## Task requirements:
Rewrite the source records below from the line with "For the evaluation set, tag each instance of the man in" through the end of the records. Keep every line, requests included, and add -25 to each coordinate in the answers.

───── Raw data ─────

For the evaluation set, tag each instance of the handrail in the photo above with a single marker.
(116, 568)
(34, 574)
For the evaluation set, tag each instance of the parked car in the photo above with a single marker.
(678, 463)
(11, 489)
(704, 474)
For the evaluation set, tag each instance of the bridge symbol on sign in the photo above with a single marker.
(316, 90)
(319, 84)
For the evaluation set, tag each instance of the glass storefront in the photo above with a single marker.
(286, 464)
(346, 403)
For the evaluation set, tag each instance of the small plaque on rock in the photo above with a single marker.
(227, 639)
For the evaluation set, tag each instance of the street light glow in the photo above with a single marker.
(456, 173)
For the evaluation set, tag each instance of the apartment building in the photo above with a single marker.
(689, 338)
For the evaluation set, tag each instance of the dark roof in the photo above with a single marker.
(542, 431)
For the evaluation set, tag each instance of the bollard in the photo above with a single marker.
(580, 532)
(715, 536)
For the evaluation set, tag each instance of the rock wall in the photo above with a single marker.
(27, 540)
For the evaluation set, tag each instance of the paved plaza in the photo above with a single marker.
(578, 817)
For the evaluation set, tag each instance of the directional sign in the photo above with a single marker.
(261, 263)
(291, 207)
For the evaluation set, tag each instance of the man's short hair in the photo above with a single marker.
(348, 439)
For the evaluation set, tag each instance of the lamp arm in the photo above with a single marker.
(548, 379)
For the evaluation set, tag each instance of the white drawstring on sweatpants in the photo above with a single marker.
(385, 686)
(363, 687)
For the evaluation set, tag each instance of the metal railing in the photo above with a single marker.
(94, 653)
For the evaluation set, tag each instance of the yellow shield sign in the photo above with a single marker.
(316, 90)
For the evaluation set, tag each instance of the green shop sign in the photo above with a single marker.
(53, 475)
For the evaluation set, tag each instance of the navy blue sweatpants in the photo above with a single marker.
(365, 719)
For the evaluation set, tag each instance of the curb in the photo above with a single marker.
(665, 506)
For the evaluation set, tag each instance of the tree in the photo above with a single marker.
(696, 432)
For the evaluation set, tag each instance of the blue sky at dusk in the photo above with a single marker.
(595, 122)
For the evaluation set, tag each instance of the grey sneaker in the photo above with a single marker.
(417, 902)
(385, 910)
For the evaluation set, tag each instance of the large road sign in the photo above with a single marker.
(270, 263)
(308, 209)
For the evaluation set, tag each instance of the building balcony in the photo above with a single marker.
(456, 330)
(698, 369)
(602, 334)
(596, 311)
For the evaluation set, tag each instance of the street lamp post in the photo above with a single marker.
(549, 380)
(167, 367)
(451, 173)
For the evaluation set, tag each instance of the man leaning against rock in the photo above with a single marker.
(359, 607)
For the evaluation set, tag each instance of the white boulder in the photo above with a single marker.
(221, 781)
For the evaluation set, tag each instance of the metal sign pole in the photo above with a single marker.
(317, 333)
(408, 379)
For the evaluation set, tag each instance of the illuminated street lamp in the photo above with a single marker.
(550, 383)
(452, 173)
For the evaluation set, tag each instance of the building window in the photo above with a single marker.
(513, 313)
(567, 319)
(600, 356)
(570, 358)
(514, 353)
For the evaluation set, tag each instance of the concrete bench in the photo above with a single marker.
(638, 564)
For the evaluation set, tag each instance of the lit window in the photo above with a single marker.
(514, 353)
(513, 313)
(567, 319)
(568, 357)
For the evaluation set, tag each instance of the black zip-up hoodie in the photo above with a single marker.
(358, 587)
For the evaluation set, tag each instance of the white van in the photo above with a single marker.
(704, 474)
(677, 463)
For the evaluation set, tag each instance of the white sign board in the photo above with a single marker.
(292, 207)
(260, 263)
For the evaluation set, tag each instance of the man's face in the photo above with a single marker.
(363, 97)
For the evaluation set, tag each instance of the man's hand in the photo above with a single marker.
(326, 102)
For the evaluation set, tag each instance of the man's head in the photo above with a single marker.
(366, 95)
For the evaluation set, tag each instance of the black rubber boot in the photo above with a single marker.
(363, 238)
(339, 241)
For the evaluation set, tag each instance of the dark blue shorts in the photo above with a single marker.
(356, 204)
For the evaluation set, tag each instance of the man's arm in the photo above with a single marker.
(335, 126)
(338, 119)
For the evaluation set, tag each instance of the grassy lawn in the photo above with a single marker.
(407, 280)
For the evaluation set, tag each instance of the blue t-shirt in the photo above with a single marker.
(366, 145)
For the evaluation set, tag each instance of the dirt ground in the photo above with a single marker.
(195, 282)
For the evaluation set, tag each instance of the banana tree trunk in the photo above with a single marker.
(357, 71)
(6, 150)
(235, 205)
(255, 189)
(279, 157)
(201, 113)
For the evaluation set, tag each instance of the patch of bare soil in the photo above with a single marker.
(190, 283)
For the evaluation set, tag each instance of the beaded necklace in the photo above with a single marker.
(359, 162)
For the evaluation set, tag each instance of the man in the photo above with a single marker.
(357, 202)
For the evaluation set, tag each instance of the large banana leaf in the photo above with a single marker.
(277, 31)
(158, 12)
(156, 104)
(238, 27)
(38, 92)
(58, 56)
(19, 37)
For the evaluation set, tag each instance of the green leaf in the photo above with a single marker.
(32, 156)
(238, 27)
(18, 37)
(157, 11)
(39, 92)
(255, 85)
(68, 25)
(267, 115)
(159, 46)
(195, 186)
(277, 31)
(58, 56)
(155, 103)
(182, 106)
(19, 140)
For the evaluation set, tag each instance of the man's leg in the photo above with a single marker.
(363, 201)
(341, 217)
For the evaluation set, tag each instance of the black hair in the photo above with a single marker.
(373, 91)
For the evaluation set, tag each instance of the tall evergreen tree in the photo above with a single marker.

─────

## Exercise result:
For the evaluation set, tag each instance of the man in the photo above with a single marker.
(332, 177)
For the evaluation set, tag each instance of the large banana leaf in the photo above with a single marker.
(252, 6)
(133, -13)
(131, 79)
(213, 2)
(13, 67)
(33, 31)
(-6, 12)
For the evaluation set, tag each instance of the green leaf in the photo above with a single marker.
(7, 131)
(213, 2)
(-7, 12)
(132, -14)
(14, 67)
(230, 60)
(43, 0)
(242, 90)
(134, 21)
(170, 161)
(252, 6)
(33, 31)
(130, 78)
(157, 81)
(-6, 115)
For the evaluation set, tag each instance of the man's leg in the photo above with a single marker.
(338, 176)
(316, 192)
For the evaluation set, tag each instance of the black hair in the photo above with a single marker.
(348, 66)
For the evaluation set, tag each instance of the tall evergreen tree in the photo above with a single marker.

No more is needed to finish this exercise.